Start of Exercise inputs
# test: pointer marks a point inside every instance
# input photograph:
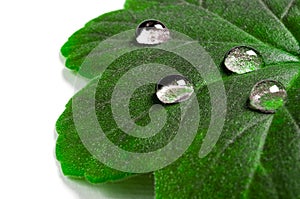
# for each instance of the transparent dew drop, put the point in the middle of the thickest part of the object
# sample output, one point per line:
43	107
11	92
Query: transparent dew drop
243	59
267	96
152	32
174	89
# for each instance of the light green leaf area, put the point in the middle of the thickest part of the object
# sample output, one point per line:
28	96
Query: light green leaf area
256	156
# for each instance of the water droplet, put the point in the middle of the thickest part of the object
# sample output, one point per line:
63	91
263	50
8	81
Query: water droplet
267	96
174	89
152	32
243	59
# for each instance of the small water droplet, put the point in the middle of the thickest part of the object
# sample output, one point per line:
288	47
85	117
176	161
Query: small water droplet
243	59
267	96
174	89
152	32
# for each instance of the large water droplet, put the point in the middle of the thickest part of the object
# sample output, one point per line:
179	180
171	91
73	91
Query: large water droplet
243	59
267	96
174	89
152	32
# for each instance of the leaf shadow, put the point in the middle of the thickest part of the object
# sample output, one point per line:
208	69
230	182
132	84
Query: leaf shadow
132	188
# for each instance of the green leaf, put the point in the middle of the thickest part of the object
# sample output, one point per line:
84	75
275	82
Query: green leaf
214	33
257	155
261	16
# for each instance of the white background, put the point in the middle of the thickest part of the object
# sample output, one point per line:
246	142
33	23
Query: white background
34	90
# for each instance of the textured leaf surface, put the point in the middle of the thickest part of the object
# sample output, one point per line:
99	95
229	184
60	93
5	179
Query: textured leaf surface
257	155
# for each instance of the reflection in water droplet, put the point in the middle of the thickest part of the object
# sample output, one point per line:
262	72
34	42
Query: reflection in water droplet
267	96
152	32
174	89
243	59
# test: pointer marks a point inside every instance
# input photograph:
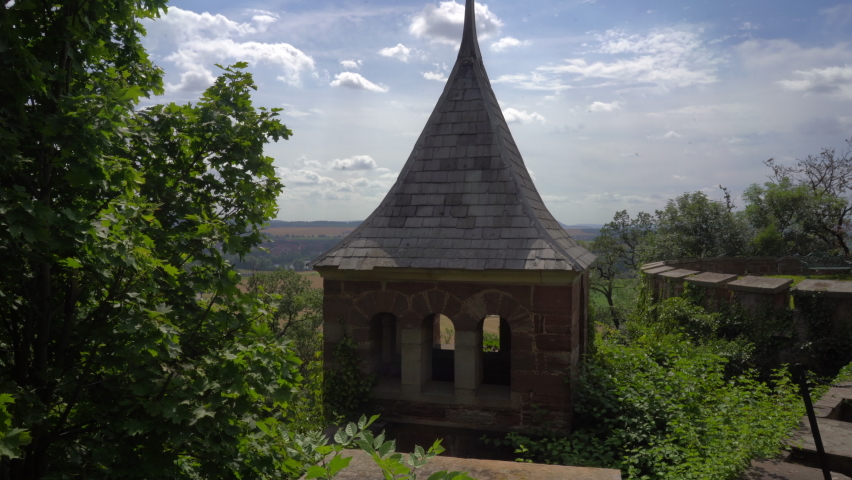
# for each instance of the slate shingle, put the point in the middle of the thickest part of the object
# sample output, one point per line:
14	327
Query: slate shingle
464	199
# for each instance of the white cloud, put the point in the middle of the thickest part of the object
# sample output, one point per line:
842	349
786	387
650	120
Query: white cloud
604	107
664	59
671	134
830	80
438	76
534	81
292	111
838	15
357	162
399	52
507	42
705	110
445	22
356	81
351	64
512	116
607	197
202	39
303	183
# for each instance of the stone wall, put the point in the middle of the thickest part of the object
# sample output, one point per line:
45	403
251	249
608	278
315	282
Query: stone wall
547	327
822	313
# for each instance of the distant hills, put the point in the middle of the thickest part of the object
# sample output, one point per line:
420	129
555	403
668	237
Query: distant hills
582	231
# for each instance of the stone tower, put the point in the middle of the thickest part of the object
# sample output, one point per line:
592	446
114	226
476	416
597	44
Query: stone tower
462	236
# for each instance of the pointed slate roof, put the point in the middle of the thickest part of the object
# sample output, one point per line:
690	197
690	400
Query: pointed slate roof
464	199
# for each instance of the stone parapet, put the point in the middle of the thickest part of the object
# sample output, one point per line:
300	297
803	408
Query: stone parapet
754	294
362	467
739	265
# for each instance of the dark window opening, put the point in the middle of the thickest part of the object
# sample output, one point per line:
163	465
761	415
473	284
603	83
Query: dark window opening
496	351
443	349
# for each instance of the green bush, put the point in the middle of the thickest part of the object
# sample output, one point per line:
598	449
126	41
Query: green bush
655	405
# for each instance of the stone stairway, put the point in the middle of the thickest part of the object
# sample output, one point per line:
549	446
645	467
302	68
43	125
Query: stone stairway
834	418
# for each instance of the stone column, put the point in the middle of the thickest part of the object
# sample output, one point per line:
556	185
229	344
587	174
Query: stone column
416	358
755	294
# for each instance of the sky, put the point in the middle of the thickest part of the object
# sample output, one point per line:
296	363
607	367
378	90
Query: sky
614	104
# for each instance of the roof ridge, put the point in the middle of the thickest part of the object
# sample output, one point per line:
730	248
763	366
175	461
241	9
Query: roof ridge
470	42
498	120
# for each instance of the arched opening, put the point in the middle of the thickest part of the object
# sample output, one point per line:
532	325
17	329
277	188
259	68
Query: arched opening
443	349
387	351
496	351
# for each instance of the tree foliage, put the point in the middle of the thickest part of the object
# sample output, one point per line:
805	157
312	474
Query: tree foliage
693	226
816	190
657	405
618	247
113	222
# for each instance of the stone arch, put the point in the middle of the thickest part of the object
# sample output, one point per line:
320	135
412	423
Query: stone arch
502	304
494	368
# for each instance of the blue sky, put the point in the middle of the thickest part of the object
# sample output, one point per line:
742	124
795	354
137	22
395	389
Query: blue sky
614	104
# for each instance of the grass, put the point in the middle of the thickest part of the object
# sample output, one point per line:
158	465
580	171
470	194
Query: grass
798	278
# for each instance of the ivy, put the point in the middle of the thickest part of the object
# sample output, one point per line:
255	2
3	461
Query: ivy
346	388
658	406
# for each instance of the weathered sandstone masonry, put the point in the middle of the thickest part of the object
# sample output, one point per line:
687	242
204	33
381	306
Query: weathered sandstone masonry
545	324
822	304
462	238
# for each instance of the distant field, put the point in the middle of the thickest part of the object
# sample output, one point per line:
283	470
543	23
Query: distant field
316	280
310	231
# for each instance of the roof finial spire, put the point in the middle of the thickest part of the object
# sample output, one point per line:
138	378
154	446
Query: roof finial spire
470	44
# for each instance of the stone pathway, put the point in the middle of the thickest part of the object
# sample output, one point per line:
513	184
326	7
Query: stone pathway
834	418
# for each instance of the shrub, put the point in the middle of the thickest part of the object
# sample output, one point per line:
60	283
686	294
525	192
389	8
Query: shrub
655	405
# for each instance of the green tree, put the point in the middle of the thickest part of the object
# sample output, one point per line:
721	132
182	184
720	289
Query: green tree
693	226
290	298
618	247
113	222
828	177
End of Exercise inputs
### [Task to complete]
Output, exactly as written, only the lines from the beginning of the listing through the line containing "# for each instance of the water", both included, and no pictures.

### [Expected output]
# test: pointer marks a point inside every instance
# input photograph:
# for each instance of the transparent dew drop, put the point in the middle of the thickest part of the object
# sample output, one point per line:
43	107
11	92
Query: transparent dew drop
243	59
267	96
152	32
174	89
# for each instance of the light green leaf area, put the point in the middle of the thickest part of the object
# sample output, one point per line:
28	96
Query: light green leaf area
256	156
# for each instance of the water droplet, put the point in the middle of the thickest part of the object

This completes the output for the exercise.